▶ _PROMPT_
Reproduce the entries below word for word, starting at the very beginning and continuing through the line containing "[433,331,447,367]", with both of these ends included. Leave the pictures out of your reproduction.

** Start of DATASET ENTRIES **

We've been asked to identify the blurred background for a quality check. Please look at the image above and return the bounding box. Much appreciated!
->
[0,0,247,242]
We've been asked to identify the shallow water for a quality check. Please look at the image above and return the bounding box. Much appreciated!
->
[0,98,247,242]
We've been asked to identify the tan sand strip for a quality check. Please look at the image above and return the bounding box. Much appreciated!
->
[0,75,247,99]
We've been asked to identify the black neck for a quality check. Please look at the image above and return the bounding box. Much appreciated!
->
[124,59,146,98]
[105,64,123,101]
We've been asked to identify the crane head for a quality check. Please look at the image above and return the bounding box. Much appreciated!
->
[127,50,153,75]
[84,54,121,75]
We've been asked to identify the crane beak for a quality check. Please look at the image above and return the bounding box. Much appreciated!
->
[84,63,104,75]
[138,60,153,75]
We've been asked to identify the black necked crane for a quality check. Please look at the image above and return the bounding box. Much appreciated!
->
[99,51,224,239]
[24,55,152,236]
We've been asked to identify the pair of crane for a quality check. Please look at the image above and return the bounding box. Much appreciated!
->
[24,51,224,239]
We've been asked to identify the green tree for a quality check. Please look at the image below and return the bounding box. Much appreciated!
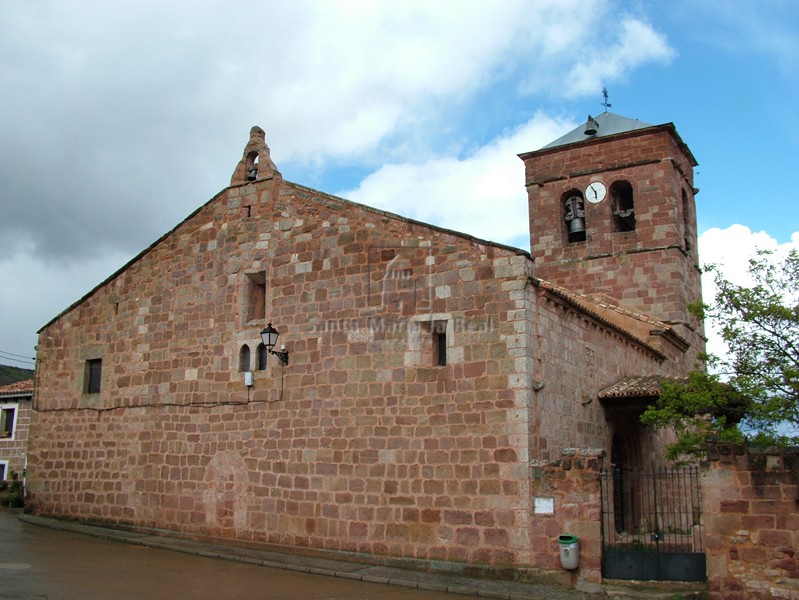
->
[641,250,799,459]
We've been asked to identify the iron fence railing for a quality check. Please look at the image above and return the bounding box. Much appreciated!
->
[600,467,704,552]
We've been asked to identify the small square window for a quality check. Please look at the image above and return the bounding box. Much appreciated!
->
[86,358,103,394]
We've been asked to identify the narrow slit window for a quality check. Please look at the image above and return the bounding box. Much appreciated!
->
[0,408,17,438]
[610,181,635,231]
[256,344,266,371]
[242,271,266,324]
[85,358,103,394]
[430,321,447,367]
[433,331,447,367]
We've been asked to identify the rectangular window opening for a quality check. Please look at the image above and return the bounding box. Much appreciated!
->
[86,358,103,394]
[430,321,447,367]
[243,271,266,323]
[0,408,16,438]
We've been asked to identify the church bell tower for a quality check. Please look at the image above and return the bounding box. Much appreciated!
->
[520,112,704,348]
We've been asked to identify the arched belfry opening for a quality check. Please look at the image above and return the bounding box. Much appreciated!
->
[561,189,586,243]
[230,126,280,185]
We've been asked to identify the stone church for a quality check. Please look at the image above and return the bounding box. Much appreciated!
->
[28,112,704,584]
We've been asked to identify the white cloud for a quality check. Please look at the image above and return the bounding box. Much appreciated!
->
[567,18,674,96]
[340,114,576,248]
[0,241,131,360]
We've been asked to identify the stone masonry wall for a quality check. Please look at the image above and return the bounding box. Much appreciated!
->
[530,448,605,588]
[702,446,799,600]
[530,290,682,460]
[28,177,544,566]
[525,129,704,368]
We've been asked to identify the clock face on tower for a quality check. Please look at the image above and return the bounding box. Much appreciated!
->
[585,181,608,204]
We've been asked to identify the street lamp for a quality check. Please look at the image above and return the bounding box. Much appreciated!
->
[261,323,289,365]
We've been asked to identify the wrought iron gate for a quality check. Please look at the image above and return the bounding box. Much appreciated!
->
[600,467,706,581]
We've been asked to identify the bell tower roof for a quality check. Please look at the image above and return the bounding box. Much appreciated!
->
[544,112,653,148]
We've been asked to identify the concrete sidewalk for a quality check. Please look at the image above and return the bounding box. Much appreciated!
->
[19,514,600,600]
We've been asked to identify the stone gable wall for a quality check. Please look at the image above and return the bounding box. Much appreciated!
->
[29,178,544,565]
[28,175,692,580]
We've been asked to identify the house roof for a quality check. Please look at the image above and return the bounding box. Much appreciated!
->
[0,379,33,398]
[519,112,699,166]
[544,112,654,148]
[534,279,688,360]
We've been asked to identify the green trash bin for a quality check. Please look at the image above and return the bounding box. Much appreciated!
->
[558,534,580,571]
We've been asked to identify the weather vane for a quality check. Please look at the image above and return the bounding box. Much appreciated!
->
[602,88,613,112]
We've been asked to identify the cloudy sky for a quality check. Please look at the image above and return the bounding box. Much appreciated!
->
[0,0,799,366]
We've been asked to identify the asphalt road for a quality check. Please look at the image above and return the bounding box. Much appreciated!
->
[0,508,474,600]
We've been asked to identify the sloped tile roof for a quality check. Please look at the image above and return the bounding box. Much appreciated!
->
[0,379,33,396]
[534,279,688,358]
[597,375,663,399]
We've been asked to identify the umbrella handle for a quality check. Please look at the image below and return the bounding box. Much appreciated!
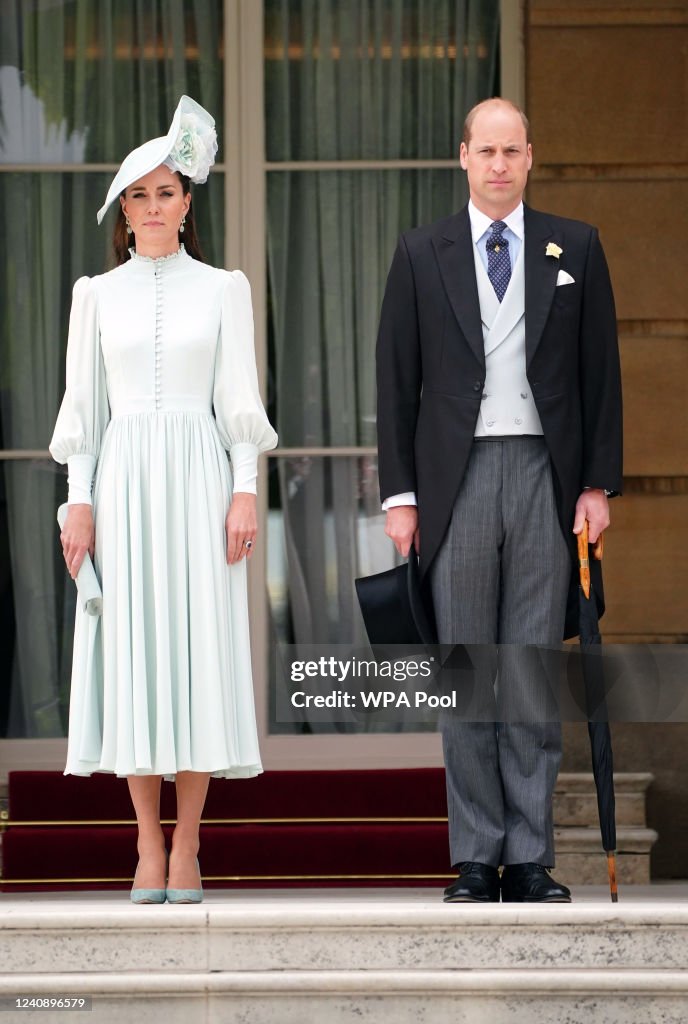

** End of DATASET ENTRIES **

▶ _OUTPUT FOR THIS EXERCISE_
We've been asked to identify the blurred background for a quality check. Please look at the image above and return the bounding box. Much appreciated!
->
[0,0,247,242]
We've been asked to identify the shallow water for a quality check. Please look at the image above and return the bounding box. Much appreciated!
->
[0,98,247,242]
We've been asked to identify the tan sand strip for a quality check. Please look at the image above and return the bounding box. Much appreciated!
->
[0,75,247,99]
We've been asked to identify the black neck for a quality check. Please look at the image above and return the bounding box. Much appreciated!
->
[124,59,146,98]
[105,64,123,101]
We've been asked to identify the crane head for a quality check. Please look at the image above and return the bounding box. Much appreciated!
->
[127,50,153,75]
[84,54,121,75]
We've been asked to identify the crane beak for a quality check. Please look at the image above and return the bounding box. Much appreciated!
->
[84,63,104,75]
[138,60,153,75]
We've been asked to identify the black necked crane for a quality check. Please look at the image above and return the bounding box. Much appreciated!
->
[99,51,224,239]
[24,55,152,236]
We've been asked to identify the pair of crane for a quality check. Please look at the image above and return the bounding box. Much appreciated!
->
[24,51,224,239]
We've been asked to identify the green tree for a quality check. Please look at the image below and return the bounding box. Much appreciated!
->
[641,250,799,459]
We've been asked to identify the iron fence railing for a quality check. Please look at the image above and return the bounding box. Much appreciated!
->
[600,467,704,552]
We've been asked to identify the small square window for a quality check. Please look at the image above and return the bounding box. Much appreciated!
->
[86,358,103,394]
We've been asked to identify the narrow slit window for a quality check. Please look at the image above and return the bounding box. Much appreciated!
->
[0,408,17,438]
[610,181,635,231]
[256,344,266,371]
[242,271,266,324]
[85,358,103,394]
[430,321,447,367]
[433,331,447,367]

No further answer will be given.